__WHAT THIS TASK INVOLVES__
Render every line of the entries below as a JSON list of strings, one string per line, leaving out any blank lines.

__EXERCISE MATERIAL__

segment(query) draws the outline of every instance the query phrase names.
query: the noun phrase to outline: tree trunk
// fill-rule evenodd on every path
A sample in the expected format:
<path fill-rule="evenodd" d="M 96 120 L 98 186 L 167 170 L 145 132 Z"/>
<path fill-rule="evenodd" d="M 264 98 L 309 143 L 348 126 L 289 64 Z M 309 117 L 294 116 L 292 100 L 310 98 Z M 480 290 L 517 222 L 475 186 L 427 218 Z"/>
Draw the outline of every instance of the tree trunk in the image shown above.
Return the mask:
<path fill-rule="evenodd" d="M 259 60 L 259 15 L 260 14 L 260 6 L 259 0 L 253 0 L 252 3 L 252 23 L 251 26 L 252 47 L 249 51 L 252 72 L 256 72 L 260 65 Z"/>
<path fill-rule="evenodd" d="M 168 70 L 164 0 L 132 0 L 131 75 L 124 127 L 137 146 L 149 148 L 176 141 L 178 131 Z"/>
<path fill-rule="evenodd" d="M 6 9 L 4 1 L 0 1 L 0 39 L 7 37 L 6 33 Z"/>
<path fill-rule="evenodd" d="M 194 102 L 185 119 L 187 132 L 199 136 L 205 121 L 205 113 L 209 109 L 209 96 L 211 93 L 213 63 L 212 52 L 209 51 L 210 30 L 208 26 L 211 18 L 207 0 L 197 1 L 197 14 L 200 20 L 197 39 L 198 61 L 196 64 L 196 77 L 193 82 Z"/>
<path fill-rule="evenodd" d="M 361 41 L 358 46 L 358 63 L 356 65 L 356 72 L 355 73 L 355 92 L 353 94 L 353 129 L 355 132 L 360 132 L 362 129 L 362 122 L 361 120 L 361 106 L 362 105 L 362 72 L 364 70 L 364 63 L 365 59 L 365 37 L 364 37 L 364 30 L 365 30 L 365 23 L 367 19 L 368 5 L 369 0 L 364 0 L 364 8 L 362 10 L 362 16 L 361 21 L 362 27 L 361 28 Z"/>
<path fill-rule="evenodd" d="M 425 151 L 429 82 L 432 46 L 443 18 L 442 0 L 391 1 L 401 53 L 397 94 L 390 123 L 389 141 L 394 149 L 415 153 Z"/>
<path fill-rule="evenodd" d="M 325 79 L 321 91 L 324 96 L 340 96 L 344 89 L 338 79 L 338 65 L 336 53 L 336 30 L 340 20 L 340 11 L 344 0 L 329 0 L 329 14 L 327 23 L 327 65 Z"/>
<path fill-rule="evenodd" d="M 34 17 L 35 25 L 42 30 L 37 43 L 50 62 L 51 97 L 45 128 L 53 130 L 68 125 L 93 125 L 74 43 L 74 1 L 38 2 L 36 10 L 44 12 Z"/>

__WORKED SOLUTION__
[
  "segment(query) draws the outline of every instance the query phrase names.",
  "query: the noun phrase to outline: tree trunk",
  "// fill-rule evenodd on every path",
  "A sample in the expected format:",
  "<path fill-rule=\"evenodd\" d=\"M 96 120 L 98 186 L 167 170 L 145 132 Z\"/>",
  "<path fill-rule=\"evenodd\" d=\"M 264 98 L 309 143 L 348 126 L 289 64 Z M 309 117 L 294 116 L 292 100 L 310 98 Z M 480 290 L 517 222 L 475 186 L 427 218 Z\"/>",
  "Draw the outline of every instance of the tree trunk in the image shown above.",
  "Return the mask:",
  "<path fill-rule=\"evenodd\" d=\"M 259 60 L 259 15 L 260 14 L 260 6 L 259 0 L 253 0 L 252 3 L 252 23 L 251 26 L 252 47 L 249 51 L 252 72 L 256 72 L 260 65 Z\"/>",
  "<path fill-rule=\"evenodd\" d=\"M 168 70 L 164 0 L 132 0 L 131 75 L 124 127 L 137 146 L 149 148 L 176 141 L 178 131 Z\"/>",
  "<path fill-rule=\"evenodd\" d=\"M 6 9 L 4 1 L 0 1 L 0 39 L 7 37 L 6 33 Z\"/>",
  "<path fill-rule=\"evenodd\" d=\"M 194 102 L 185 119 L 187 132 L 199 136 L 205 121 L 205 113 L 209 109 L 209 96 L 211 93 L 213 63 L 212 52 L 209 51 L 210 30 L 208 26 L 211 18 L 207 0 L 197 1 L 197 14 L 200 20 L 197 39 L 198 61 L 196 64 L 196 77 L 193 82 Z\"/>",
  "<path fill-rule=\"evenodd\" d=\"M 361 41 L 358 46 L 358 63 L 356 65 L 356 72 L 355 73 L 355 92 L 353 94 L 353 129 L 355 132 L 360 132 L 362 129 L 362 122 L 361 120 L 361 106 L 362 105 L 362 72 L 364 70 L 364 63 L 365 59 L 365 37 L 364 37 L 364 30 L 365 30 L 365 23 L 367 19 L 368 5 L 369 0 L 364 0 L 364 8 L 362 10 L 362 16 L 361 21 L 362 27 L 361 28 Z\"/>",
  "<path fill-rule=\"evenodd\" d=\"M 425 151 L 429 82 L 432 46 L 443 18 L 442 0 L 391 1 L 401 53 L 397 94 L 390 123 L 389 141 L 394 149 L 415 153 Z\"/>",
  "<path fill-rule=\"evenodd\" d=\"M 325 79 L 321 91 L 324 96 L 340 96 L 344 89 L 338 79 L 338 65 L 336 53 L 336 30 L 340 20 L 340 11 L 344 0 L 329 0 L 329 14 L 327 23 L 327 65 Z\"/>",
  "<path fill-rule=\"evenodd\" d=\"M 34 17 L 35 25 L 42 30 L 37 43 L 50 62 L 51 97 L 45 128 L 53 130 L 68 125 L 93 125 L 74 43 L 74 1 L 38 2 L 36 10 L 44 12 Z\"/>"
]